- REQUIRED ACTIONS:
A. Answer these questions about the blog post on writing longhand, using only what it states:
(i) On what paper and with what pens does the writer write?
(ii) How many drafts does the writer often produce for each novel?
(iii) What did the writer want Firefly Lane to be, in relation to female friendship?
B. Render this sentence from the blog post below in Spanish: "I picked up a pad and paper and never looked back."
C. Duplicate the blog post's wording from "Also, for those" to "performance was killer.", unchanged.
[Start DOCUMENT PASSAGE]
Also, for those romantics out there, I want to say that the movie Atonement had one of the mostly exquisitely romantic moments I've ever seen on film. Definitely swoon worthy. In fact, James MacAvoy's (spelling?) whole performance was killer.

bye for now,


the way it's done...for me

Wednesday, January 23, 2008

Good evening--

It suddenly occurs to me that I don't know if I'm supposed to begin my blogs with a salutation. Oh, well. I guess I want to, so, good evening again, I say.

I've gotten several emails about how I write. So, here goes. As many of you know, I still write longhand, on thin lined yellow legal pads, with fine tipped pens. I don't do this because I'm old fashioned or techno-challenged, although as we've already established, I am. For years, I wrote only on my computer, using notepads only for outlines and/or research. But at some point, I realized that sitting in the same position all day, day after day, was taking a toll on my body. I did the whole "make my workspace ergonomic" and that helped for a while, but in the end, I just had had enough. I walked away from sitting at a desk.

I picked up a pad and paper and never looked back. I found a creative freedom that was somehow different than using a computer. I love the way the pen glides over the paper; I love the way I can write on the beach, on my deck, in my living room, in my car. I love the way I can just rip out a page and toss it away. I also find that I don't focus so much on the story in a sentence by sentence way when I'm writing longhand. I'm initially concerned with getting the story down--the characters, the dialogue, the motivations. Making it all prettier, I can do later, when the novel is working. And since I work on each novel for a year or more--often writing ten or more drafts--there's plenty of time for that kind of fine detail work later.

And now, on to the questions about Firefly Lane...and thank you so much for asking! Firefly Lane is very much a book that comes from my own experiences in life. It's about best friends who stay friends for the whole of their life. One of the things I've realized as I've gotten older is how important we women are to each other. I wanted to write a kind of a valentine to female friendship. I hope it makes readers want to call their best friend--no matter how long it's been since they talked--and say hey.

Thanks so much to those of you on the blog who have written to say you loved the book. It's really cool to see that it's causing a strong reaction in readers. I've even been hearing "It's better than Mystic Lake" which was a sentence I'd despaired of ever hearing. :)

Take care and have a great night. Now I need to run along to watch Project Runway. They're probably making courture gowns out of Hefty fun..

Take care and and keep sending me questions and comments!

bye for now,


Looking forward to LOST

Sunday, January 20, 2008

Hello again...
[End DOCUMENT PASSAGE]
[Start DATASET CONTENT]
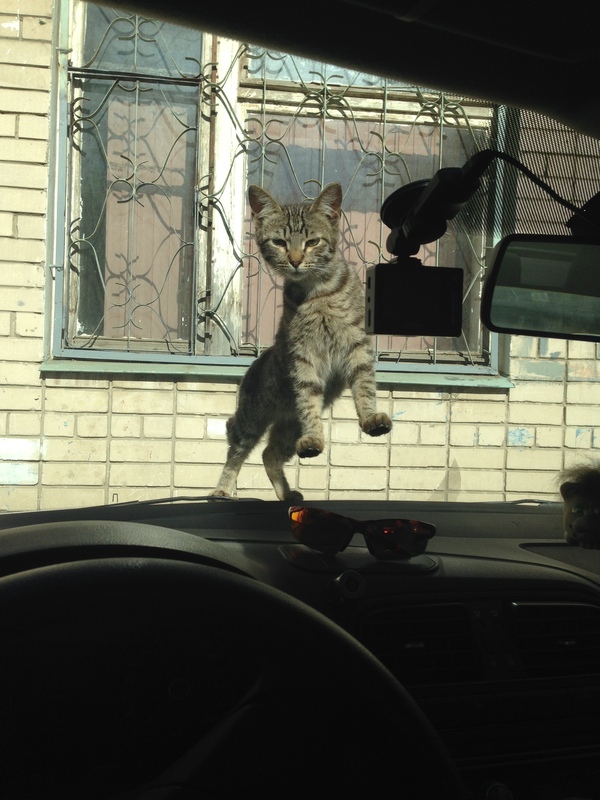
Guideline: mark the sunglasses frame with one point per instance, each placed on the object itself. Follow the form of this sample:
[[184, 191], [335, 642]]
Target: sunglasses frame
[[409, 539]]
[End DATASET CONTENT]
- SOLUTION LIST:
A.
(i) Thin lined yellow legal pads, with fine tipped pens.
(ii) Ten or more drafts.
(iii) A kind of a valentine to female friendship.

B. Tomé un bloc y papel, y nunca miré atrás.

C.
Also, for those romantics out there, I want to say that the movie Atonement had one of the mostly exquisitely romantic moments I've ever seen on film. Definitely swoon worthy. In fact, James MacAvoy's (spelling?) whole performance was killer.